Given request:
Reproduce the rows below from the line containing "Annotate deer neck." through the line containing "[59,0,450,44]", including both of those lines, and copy only that stretch.

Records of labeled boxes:
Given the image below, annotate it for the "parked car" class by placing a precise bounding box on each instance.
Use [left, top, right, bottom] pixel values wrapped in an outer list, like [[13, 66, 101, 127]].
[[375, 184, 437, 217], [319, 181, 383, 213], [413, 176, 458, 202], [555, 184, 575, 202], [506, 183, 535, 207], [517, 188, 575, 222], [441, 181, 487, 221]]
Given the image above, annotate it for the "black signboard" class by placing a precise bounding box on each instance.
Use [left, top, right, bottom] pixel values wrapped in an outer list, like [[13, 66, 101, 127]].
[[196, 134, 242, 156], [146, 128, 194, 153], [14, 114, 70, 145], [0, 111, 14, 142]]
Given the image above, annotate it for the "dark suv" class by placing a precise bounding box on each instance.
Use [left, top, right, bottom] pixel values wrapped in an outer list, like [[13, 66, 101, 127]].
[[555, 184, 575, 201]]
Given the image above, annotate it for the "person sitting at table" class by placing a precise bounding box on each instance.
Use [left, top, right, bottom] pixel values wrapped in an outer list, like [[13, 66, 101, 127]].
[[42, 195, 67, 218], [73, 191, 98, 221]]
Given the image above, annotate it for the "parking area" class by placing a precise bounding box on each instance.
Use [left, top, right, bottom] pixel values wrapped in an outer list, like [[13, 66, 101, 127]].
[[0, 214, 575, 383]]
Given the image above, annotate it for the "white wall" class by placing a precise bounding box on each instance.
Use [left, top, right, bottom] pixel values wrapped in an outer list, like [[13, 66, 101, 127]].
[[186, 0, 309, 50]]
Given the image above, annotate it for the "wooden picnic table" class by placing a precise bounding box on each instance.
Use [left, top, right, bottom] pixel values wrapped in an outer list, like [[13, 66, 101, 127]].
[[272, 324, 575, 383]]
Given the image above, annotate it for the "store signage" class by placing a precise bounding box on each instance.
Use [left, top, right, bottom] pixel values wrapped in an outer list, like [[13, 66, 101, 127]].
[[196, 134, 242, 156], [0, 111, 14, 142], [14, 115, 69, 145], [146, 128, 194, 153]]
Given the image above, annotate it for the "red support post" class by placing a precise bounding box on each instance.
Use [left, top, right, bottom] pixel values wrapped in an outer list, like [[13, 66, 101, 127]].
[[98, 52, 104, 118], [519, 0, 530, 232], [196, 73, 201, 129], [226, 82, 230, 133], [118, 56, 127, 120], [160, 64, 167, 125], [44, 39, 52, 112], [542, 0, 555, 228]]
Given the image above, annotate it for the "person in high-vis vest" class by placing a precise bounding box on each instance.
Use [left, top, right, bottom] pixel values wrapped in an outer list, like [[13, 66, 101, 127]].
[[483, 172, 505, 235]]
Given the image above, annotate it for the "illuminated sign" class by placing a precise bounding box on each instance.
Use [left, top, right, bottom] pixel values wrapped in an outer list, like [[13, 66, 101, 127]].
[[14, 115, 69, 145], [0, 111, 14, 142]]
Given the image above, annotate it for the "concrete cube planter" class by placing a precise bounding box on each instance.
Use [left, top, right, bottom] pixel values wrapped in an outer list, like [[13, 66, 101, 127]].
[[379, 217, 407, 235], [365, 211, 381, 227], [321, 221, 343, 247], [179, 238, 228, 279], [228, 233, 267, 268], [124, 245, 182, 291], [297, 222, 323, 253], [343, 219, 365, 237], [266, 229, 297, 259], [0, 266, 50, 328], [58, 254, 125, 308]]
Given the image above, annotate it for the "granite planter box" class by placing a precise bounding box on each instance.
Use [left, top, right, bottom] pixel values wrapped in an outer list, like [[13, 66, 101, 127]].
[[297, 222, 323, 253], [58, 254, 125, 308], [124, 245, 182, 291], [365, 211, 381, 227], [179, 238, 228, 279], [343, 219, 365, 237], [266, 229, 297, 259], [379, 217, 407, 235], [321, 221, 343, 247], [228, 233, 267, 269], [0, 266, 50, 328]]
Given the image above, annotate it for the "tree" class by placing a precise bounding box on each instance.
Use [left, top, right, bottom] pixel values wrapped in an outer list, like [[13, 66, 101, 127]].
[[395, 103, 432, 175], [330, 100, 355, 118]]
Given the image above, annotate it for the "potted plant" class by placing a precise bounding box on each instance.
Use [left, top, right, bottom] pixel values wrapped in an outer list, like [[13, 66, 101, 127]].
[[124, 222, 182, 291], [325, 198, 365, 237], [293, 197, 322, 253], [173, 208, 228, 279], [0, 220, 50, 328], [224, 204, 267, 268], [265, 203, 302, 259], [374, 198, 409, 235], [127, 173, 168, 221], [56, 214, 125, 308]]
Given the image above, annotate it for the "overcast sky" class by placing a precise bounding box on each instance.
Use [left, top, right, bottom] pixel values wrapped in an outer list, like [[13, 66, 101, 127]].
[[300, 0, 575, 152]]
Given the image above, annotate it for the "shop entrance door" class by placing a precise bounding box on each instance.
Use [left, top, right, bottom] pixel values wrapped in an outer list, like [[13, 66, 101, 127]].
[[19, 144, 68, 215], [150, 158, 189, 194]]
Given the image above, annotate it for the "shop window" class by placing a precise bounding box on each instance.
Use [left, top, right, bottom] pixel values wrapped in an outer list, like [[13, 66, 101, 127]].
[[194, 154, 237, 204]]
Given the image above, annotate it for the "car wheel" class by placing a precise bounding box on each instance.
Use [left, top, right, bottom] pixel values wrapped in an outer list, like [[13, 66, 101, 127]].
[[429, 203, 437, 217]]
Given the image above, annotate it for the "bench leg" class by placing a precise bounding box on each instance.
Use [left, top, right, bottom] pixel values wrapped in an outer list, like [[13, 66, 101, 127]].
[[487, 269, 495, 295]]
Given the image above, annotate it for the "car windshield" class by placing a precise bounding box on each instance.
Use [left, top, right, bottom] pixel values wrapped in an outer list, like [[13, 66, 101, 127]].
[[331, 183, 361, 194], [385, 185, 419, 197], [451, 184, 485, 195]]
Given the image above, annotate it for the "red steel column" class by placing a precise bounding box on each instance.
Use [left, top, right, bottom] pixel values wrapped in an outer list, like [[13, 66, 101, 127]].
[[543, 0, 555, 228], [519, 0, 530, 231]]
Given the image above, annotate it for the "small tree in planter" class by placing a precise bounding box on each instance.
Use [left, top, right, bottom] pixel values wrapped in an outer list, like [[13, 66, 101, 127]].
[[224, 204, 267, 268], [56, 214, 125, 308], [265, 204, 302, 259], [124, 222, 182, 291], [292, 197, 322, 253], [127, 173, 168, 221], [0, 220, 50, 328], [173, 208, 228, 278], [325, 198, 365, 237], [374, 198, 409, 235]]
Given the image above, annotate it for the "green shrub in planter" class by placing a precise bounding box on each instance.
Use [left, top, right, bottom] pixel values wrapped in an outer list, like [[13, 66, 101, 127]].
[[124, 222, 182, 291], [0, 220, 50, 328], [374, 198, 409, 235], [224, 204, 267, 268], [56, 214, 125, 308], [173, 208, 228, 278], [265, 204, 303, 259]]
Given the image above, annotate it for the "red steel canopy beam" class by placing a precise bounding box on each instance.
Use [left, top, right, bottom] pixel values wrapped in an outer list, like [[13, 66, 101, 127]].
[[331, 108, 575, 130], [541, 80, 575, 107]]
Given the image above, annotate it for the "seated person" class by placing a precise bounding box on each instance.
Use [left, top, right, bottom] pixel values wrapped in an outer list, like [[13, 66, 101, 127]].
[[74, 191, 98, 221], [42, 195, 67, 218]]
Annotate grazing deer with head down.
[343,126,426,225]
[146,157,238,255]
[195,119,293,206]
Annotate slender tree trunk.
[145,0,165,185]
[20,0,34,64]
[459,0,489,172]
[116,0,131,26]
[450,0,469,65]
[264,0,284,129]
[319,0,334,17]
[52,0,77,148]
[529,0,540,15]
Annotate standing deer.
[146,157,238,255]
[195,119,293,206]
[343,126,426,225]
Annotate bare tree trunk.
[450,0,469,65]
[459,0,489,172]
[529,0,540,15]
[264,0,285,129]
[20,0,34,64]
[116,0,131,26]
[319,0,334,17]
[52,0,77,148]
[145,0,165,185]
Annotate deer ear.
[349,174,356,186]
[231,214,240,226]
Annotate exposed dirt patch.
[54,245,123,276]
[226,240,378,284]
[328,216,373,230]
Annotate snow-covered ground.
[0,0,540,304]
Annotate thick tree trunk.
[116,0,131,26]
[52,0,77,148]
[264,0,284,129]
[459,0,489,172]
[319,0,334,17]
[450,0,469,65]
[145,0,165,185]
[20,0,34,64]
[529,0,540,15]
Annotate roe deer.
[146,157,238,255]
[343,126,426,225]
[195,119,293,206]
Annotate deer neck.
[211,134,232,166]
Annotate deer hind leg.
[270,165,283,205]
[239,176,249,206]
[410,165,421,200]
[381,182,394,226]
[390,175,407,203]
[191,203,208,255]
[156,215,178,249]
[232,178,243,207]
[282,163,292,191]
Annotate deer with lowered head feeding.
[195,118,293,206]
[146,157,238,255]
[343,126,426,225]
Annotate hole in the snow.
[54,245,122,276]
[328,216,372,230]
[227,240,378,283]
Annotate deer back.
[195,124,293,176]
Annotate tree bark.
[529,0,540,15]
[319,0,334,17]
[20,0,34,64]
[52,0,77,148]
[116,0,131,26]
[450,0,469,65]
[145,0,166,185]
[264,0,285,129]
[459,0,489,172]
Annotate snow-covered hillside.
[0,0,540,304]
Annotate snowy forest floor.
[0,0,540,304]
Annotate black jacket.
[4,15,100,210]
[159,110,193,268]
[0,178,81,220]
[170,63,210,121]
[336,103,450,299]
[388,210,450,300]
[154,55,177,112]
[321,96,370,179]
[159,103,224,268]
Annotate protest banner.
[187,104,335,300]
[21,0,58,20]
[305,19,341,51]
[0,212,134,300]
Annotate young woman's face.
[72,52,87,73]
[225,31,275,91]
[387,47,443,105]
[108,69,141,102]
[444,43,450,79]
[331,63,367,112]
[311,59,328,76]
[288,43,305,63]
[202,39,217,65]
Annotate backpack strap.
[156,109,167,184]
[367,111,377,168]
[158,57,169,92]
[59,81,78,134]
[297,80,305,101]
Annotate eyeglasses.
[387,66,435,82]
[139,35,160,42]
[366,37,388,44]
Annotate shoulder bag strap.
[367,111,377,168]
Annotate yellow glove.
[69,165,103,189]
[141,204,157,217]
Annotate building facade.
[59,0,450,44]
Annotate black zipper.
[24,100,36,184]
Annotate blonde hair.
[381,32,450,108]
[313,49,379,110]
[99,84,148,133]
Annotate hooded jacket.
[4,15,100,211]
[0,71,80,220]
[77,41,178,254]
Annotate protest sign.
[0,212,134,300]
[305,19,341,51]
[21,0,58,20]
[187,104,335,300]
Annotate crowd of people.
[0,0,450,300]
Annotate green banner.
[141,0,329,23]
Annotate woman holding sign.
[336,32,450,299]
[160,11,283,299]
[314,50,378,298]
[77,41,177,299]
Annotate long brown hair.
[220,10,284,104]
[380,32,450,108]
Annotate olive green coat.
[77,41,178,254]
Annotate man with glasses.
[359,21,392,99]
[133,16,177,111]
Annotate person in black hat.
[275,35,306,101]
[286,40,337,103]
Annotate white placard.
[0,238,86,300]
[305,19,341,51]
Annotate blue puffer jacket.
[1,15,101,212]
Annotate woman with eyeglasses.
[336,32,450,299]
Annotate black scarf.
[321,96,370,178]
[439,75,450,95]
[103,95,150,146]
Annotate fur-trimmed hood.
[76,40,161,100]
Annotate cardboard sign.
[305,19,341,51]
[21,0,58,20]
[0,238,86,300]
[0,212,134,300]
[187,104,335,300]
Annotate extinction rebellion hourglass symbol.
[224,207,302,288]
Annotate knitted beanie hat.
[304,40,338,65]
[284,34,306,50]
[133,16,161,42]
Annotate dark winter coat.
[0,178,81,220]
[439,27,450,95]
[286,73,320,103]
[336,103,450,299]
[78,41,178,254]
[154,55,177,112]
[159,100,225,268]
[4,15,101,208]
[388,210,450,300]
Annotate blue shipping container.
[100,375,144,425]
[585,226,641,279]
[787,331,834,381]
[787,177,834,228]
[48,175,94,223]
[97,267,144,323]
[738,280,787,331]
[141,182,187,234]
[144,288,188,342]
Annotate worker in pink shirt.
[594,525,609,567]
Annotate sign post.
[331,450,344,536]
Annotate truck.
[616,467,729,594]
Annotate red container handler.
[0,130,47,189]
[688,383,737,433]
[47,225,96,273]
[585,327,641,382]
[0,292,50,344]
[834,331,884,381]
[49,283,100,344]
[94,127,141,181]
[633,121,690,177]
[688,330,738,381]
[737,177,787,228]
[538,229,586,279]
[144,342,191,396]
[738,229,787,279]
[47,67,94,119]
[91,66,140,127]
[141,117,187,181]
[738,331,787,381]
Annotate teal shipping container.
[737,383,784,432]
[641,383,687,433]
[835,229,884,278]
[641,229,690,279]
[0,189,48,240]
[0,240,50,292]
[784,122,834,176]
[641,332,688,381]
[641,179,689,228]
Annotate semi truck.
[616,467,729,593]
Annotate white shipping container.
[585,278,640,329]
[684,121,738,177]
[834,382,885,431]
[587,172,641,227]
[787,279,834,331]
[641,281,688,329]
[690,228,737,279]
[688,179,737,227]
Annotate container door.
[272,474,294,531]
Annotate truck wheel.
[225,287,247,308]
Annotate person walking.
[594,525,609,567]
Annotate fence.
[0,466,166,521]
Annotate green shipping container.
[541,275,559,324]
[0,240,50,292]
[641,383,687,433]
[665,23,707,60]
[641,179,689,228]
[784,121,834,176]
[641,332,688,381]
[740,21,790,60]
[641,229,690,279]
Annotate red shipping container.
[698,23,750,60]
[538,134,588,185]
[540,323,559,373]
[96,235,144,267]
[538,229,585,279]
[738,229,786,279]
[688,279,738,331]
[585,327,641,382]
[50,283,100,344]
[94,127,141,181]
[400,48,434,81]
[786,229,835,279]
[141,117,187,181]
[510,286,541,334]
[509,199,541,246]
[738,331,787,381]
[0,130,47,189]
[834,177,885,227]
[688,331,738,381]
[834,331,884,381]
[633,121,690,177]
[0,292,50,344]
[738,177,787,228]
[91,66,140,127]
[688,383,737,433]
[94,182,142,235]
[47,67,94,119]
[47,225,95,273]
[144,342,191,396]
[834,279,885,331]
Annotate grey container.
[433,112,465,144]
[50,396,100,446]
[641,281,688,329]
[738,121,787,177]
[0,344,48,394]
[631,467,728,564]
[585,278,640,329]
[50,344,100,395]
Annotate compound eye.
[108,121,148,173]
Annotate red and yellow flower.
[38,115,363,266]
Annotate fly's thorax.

Answer for this exercise:
Annotate deer neck.
[211,134,232,166]
Annotate deer hind leg.
[270,165,283,205]
[239,176,249,206]
[410,165,421,200]
[381,182,394,226]
[390,175,407,203]
[191,203,208,255]
[156,215,178,249]
[232,178,243,207]
[282,163,292,191]
Annotate deer with lowered head feeding.
[195,118,293,206]
[146,157,238,255]
[343,126,426,225]
Annotate hole in the snow.
[54,245,122,276]
[328,216,372,230]
[227,240,378,283]
Annotate deer back.
[195,124,293,176]
Annotate tree bark.
[529,0,540,15]
[319,0,334,17]
[20,0,34,64]
[52,0,77,148]
[116,0,131,26]
[450,0,469,65]
[145,0,166,185]
[264,0,285,129]
[459,0,489,172]
Annotate snow-covered hillside.
[0,0,540,304]
Annotate snowy forest floor.
[0,0,540,304]
Annotate black jacket.
[4,15,100,210]
[159,110,193,268]
[0,178,81,220]
[170,63,210,121]
[336,103,450,299]
[388,210,450,300]
[154,55,177,112]
[321,96,370,179]
[159,103,224,268]
Annotate protest banner.
[187,104,335,300]
[21,0,58,20]
[305,19,341,51]
[0,212,134,300]
Annotate young woman's face.
[72,52,87,73]
[225,31,275,91]
[387,47,443,105]
[108,69,141,102]
[444,43,450,79]
[331,63,367,112]
[311,59,328,76]
[288,43,305,63]
[202,39,217,65]
Annotate backpack strap.
[156,109,167,184]
[367,111,377,168]
[158,57,169,92]
[59,81,78,134]
[297,80,305,101]
Annotate eyeglasses.
[387,66,435,82]
[139,35,160,42]
[366,37,388,44]
Annotate shoulder bag strap.
[367,111,377,168]
Annotate yellow glove.
[69,165,103,189]
[141,204,157,217]
Annotate building facade.
[59,0,450,44]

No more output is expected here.